━━━ INFORMATION GIVEN

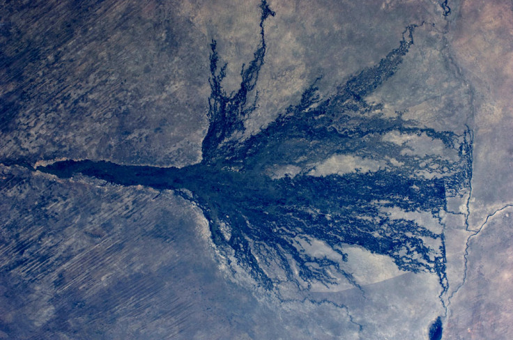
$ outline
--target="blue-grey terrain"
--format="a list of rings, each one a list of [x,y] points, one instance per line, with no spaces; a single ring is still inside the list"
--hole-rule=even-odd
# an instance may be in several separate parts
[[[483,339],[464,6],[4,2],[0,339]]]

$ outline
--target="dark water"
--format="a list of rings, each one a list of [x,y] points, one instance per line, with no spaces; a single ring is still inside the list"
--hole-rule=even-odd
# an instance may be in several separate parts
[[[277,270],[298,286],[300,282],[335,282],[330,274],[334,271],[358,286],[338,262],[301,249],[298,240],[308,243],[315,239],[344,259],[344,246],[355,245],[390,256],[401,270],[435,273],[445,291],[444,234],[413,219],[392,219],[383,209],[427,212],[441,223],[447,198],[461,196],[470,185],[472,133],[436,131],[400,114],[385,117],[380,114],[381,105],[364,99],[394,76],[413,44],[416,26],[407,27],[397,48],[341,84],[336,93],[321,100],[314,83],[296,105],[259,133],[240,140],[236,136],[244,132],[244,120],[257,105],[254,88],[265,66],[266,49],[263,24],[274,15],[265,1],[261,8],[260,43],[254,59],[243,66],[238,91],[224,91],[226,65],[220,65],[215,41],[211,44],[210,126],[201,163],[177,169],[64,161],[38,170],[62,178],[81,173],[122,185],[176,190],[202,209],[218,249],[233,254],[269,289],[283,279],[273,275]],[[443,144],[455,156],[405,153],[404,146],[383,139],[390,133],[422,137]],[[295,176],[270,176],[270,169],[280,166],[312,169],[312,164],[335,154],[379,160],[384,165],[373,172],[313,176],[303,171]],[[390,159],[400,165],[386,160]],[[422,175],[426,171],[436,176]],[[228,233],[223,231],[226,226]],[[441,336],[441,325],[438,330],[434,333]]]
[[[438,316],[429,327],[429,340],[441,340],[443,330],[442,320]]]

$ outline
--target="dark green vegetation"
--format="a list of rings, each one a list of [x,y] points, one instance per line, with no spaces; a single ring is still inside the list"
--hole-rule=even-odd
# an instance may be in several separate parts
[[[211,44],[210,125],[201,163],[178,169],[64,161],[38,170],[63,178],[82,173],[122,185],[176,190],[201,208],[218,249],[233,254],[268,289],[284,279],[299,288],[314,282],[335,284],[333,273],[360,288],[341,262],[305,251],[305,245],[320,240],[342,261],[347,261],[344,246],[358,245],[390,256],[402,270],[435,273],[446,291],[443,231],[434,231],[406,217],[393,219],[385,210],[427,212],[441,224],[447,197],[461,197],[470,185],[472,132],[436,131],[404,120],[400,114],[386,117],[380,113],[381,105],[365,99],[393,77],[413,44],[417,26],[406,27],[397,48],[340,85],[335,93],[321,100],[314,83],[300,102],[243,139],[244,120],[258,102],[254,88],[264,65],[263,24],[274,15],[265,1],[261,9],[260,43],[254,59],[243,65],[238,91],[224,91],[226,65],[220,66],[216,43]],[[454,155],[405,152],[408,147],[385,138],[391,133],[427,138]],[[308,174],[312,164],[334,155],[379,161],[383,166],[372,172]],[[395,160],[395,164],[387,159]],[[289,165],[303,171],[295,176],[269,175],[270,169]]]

━━━━━━

# WRITTEN INSTRUCTION
Please retype the listing unchanged, from its start up to and including the line with "[[[483,339],[464,6],[4,2],[0,339]]]", and leave the pictures out.

# TASK RESPONSE
$ outline
--target="blue-grey terrain"
--format="a list of rings, each one a list of [x,y] points, one instance per line, with no spaces; a single ring is still inside the list"
--hole-rule=even-odd
# an instance may be in several separate parts
[[[483,339],[464,6],[4,2],[0,339]]]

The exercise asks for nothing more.